▶ [Study text]
++++++

# Time Out from Chef Talk



## shel (Dec 20, 2006)

I am going to be taking some time off from posting on the list. Today - maybe tomorrow - will be my last day here for a while.


----------



## amazingrace (Jul 28, 2006)

You will be missed.


----------



## koukouvagia (Apr 3, 2008)

Are you traveling?


----------



## shel (Dec 20, 2006)

Nope ... wish I was, though.


----------



## chefjohnpaul (Mar 9, 2000)

SHEL-shocked!


----------



## mezzaluna (Aug 29, 2000)

Don't be a stranger!
Mezz


----------



## willie24 (Aug 13, 2008)

Hope all is well - be safe.


Willie


----------



## tessa (Sep 9, 2007)

dont stay away too long Shel hope you are ok


----------



## vera bradley (Mar 21, 2004)

Okay, break's over, you slacker. 

Get back in here!


----------



## free rider (May 23, 2006)

You weren't even gone a day! :suprise:


----------



## ed buchanan (May 29, 2006)

Dont eat frankfurters!!!!!


----------



## shel (Dec 20, 2006)

I was gone for about a week, if I recall - less than anticipated. Got my business done faster than expected.


----------



## shel (Dec 20, 2006)

I promise Ed, no more Hebrew National, but maybe some of the local pups every now and then. OK? Puleeeze say it's OK ... :lol:


----------



## shroomgirl (Aug 11, 2000)

that's a quality of life issue.....


----------



## vera bradley (Mar 21, 2004)

What happened to Shel?


----------



## chrose (Nov 20, 2000)

Shel banned? Interesting.........


----------



## nicko (Oct 5, 2001)

I am sorry to say that due to a number of complaints we (the mods) were receiving about the spirit of Shel's posts we felt it best for him to move on from ChefTalk.

If anyone has any questions please feel free to contact myself or Jim. I am closing this thread.


----------

++++++

▶ [What is being asked] Quote the forum thread above verbatim, beginning at the words "Shel banned? Interesting........." and stopping after "on from ChefTalk.".

▶ [Saved data entries]
++++++

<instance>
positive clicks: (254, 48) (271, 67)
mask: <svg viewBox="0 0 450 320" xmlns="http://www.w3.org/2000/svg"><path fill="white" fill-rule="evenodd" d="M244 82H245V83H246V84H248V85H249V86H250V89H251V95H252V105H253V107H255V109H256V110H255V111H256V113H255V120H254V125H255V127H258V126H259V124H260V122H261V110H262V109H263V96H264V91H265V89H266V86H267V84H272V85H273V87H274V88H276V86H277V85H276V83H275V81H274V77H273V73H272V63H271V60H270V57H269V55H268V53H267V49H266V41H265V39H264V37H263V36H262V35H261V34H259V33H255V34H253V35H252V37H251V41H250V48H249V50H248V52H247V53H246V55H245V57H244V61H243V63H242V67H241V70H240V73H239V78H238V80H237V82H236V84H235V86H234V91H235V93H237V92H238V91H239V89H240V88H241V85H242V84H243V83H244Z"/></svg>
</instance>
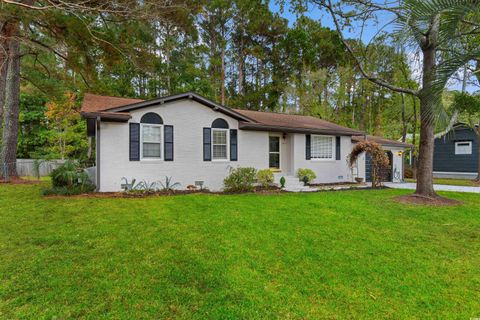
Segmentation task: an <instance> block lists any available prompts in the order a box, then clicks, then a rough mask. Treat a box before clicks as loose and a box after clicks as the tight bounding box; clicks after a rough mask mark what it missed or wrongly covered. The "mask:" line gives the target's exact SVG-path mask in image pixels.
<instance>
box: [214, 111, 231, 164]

++++++

▶ [Completed exercise]
Shel banned? Interesting.........


----------



## nicko (Oct 5, 2001)

I am sorry to say that due to a number of complaints we (the mods) were receiving about the spirit of Shel's posts we felt it best for him to move on from ChefTalk.